**Text excerpt:**
Trips to the parent's bed: The night visitor
on 28th May 2013 |Has the patter of little feet running down the hall in the middle of the night or being poked awake by little arms and legs become a nightly habit in your home? If so, you should know that you are far from alone. Many toddlers seek out the comfort of their parent's beds in the middle of the night, and to their benefit it is a sign of their deep love and trust for you. You should also know that it is completely normal for you to allow your child to sleep in your bed or to sleep beside them in their own bed. |
Generally, there comes a time when parents feel that it necessary for their children to sleep in a bed of their own at night though. There are many different reasons for feeling this way and some questions you might want to consider are as follows: Are you, your partner, and your child all getting a good and comfortable night's sleep? If no one outside of your home knew about your sleeping habits would you still want to change them? Is your child climbing into bed with you each night affecting your intimacy with your partner? Are you trying to make this change in sleeping habits because it is what you or your partner want or are outside influences (relatives, well-meaning friends, grandparents) pressuring you to make a change? If tonight your child magically spent the night in their own bed without you having to do anything to encourage it how would you feel? Would you be happy, sad, depressed, or anxious? Why does your child seek you out in the middle of the night? Is it simply habit or is it something more complex like night terrors or separation anxiety?
Once you have pondered these questions with your partner you can plan a course of action. You may want to set a goal of having your child sleep in their own bed within a set period of time, or you may want to go ahead and start taking actions to accomplish your goal more quickly. There are several different steps that you can take on your journey to having your child sleep in their own bed the whole night through.
Keep in mind that there is no one size fits all solution to this problem, just as there is no "right" age or time for your child to stop sleeping with you. You can choose to make gradual changes to get your child to sleep in their own bed, or you can take a couple of big steps to get you there faster. Make sure to consider your child's reaction to change before you decide which route to take.

**Raw data:**
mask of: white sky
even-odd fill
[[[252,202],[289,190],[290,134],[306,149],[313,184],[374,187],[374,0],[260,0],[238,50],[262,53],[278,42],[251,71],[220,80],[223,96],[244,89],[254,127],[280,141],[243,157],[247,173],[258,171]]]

**Set tasks:**
• a. Summarize the article about toddlers who come to their parents' bed at night in two sentences.
• b. Pick up the article about toddlers who come to their parents' bed at night and carry it on from its last sentence.
The data comes from a separate source.

**Expected answers:**
• a. Many toddlers seek out their parents' beds at night, which is normal and shows love and trust, though parents often come to feel their children should sleep in their own beds. After weighing questions about everyone's sleep, their own feelings, outside pressure, and why the child comes to them, parents can plan either gradual changes or a couple of big steps, keeping in mind that no single solution fits every family and that the child's reaction to change matters.

• b.
If you are trying for a gradual approach and you don't mind your toddler sleeping in your room, but want them to stay out of your bed make a space for them in your room. This can be in a toddler bed or simply a pallet on the floor. Just give them their own place to sleep, and if they crawl into bed with you in the middle of the night gently place them back in their space. Remind them quietly that they are to sleep there. It is perfectly acceptable for you to sit with them or rub their back until they fall back asleep.
Another approach is to shift snuggle time from the middle of the night to the mornings. Establish new boundaries where your toddler sleeps in their own bed at night, but is allowed to come snuggle in the bed with you and your partner after the sun comes up. If "when the sun comes up" is a little early for you there is another method you can try. Try setting an alarm with white noise or light classical music and tell your toddler that when they hear that they can come and get in your bed. If they wake-up before they hear the music they need to go back to sleep or play quietly in their room until they do.
Some parents choose to let their toddler sleep in the bed with them on the weekends if they sleep in their own beds all week. To accomplish this they use a calendar and stickers to mark the days of the week they sleep in their own bed, and then a different kind of sticker or design so that they can see when the weekend is here. This may work well for some children, but it should be noted that many children may find this method too confusing. They are unable to understand why sometimes it is okay and other times it is not.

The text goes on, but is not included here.